Write out exactly the lines from the first line of the records below through the line that contains "101L445 138L450 194L579", and stop there.

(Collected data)
☆ ☆ ☆
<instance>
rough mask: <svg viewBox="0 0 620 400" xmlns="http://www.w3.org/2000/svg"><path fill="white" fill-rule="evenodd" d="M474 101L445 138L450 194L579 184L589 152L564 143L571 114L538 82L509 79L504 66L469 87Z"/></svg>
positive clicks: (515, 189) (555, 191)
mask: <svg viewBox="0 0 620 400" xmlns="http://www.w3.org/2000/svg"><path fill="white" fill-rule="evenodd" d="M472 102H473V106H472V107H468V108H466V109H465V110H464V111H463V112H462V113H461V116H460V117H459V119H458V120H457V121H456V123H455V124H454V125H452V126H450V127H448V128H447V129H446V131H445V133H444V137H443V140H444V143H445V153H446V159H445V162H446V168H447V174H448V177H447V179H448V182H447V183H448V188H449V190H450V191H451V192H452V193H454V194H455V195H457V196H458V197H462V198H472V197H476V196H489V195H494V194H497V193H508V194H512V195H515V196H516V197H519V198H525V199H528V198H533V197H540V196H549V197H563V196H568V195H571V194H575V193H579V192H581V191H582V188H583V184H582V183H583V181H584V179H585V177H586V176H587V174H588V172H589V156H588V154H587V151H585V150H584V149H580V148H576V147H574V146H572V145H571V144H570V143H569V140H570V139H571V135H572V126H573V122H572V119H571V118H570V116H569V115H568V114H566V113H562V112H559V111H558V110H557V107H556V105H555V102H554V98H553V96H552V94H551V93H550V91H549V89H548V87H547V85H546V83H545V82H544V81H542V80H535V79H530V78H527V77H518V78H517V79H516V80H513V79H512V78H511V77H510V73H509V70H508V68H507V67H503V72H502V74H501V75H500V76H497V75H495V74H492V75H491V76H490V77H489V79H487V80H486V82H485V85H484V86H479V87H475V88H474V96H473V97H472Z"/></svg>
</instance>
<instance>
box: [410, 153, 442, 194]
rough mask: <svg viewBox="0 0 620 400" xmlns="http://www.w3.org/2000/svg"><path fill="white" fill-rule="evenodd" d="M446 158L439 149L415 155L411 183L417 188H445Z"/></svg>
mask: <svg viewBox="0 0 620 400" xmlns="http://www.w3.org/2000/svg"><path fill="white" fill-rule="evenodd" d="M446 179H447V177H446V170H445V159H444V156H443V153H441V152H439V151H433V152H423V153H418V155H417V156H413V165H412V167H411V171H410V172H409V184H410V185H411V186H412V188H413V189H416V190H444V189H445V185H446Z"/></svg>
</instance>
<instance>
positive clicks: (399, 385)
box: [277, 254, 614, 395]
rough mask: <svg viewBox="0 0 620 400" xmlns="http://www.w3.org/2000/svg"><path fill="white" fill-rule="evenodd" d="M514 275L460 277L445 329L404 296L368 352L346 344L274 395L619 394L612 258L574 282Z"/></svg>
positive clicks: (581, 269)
☆ ☆ ☆
Task solution:
<instance>
rough mask: <svg viewBox="0 0 620 400" xmlns="http://www.w3.org/2000/svg"><path fill="white" fill-rule="evenodd" d="M474 101L445 138L450 194L579 184L589 152L564 143L571 114L538 82L509 79L504 66L469 87Z"/></svg>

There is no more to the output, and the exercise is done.